→ Assignment
Count how many lines of the data include "target". The answer is that number and nothing else.

◆ ◆ ◆

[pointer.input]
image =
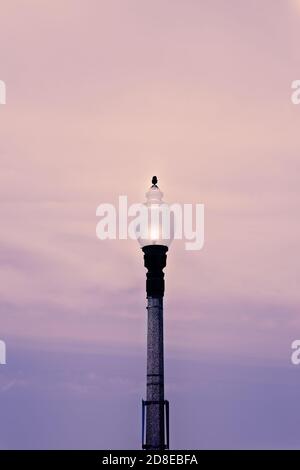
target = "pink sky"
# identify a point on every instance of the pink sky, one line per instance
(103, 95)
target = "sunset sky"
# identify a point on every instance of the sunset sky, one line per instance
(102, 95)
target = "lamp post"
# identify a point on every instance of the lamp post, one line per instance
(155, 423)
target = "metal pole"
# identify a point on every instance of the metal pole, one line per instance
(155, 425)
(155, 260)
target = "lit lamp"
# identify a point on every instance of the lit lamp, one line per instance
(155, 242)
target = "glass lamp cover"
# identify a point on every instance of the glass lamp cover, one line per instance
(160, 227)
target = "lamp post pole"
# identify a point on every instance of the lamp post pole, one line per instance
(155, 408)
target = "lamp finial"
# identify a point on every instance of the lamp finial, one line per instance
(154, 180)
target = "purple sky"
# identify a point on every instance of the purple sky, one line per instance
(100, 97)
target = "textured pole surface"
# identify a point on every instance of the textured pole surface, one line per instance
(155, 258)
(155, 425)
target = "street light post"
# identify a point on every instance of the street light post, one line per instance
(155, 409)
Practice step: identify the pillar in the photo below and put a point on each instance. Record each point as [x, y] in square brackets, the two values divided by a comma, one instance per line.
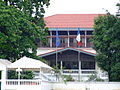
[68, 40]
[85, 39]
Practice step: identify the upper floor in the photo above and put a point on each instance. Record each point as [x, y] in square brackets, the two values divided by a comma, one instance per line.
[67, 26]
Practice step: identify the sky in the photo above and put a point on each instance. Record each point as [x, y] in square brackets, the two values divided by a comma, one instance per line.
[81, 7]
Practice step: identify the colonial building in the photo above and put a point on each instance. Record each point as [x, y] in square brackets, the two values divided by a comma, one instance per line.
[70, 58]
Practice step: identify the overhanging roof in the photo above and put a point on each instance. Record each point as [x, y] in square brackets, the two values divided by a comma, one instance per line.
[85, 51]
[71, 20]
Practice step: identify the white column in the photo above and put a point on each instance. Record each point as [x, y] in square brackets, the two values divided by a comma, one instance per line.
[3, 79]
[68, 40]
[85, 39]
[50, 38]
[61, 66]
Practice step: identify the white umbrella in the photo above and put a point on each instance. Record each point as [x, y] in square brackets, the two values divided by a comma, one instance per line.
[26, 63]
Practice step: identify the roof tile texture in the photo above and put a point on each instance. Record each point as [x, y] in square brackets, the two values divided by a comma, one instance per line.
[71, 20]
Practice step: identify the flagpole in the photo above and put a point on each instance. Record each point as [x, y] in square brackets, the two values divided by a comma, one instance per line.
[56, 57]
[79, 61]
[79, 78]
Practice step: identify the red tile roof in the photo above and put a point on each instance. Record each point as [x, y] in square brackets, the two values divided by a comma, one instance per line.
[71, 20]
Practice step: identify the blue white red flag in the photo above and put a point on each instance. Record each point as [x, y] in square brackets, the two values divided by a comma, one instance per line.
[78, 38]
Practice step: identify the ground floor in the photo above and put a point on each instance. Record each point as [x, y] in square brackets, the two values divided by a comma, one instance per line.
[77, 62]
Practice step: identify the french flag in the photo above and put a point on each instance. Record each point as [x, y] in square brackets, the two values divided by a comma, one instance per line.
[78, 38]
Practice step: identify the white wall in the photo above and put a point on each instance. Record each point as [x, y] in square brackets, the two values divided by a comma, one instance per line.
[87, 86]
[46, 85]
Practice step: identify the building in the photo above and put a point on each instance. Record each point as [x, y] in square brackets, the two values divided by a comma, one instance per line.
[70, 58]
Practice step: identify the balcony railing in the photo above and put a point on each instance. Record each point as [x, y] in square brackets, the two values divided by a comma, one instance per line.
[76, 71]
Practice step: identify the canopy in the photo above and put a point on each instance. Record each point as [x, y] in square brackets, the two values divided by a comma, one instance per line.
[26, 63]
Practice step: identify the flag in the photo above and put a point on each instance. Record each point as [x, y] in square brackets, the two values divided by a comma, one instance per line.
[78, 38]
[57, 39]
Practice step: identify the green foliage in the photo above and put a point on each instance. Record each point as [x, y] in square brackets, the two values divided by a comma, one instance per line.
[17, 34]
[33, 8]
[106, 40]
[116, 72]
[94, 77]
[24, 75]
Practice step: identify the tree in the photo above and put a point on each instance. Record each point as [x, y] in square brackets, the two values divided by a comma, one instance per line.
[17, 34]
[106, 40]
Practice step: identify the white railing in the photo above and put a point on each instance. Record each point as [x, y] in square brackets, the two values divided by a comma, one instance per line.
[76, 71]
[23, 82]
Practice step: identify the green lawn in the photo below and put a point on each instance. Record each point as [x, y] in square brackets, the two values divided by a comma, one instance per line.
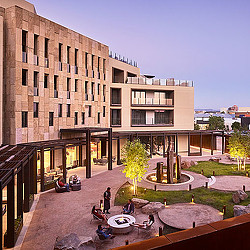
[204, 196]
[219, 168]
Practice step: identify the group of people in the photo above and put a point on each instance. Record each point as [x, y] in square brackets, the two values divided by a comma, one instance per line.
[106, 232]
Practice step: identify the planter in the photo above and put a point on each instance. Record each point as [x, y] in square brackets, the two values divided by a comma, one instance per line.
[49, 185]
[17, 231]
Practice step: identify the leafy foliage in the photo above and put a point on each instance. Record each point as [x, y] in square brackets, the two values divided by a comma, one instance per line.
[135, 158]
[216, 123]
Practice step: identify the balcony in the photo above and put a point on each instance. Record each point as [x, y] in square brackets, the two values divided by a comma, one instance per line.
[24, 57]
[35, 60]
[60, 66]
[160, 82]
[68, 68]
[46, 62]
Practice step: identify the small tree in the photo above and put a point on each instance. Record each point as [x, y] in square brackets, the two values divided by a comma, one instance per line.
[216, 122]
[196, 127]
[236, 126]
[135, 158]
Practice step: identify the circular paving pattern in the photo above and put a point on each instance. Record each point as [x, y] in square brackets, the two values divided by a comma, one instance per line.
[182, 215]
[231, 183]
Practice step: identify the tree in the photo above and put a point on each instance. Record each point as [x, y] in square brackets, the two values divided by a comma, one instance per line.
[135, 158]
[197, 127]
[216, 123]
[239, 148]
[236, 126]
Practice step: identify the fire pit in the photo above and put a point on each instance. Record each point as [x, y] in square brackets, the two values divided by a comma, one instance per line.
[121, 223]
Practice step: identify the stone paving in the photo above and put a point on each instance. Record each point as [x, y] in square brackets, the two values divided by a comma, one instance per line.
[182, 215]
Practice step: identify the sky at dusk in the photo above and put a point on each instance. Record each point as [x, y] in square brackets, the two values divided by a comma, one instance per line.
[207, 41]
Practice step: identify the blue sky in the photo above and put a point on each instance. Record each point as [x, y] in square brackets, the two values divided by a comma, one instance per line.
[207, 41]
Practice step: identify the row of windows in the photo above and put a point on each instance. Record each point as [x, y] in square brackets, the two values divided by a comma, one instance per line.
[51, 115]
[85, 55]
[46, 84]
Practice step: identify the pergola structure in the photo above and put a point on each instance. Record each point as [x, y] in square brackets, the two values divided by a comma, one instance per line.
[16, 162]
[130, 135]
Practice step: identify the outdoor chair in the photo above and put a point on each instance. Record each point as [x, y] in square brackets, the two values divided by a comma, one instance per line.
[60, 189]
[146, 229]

◆ ◆ ◆

→ Written reply
11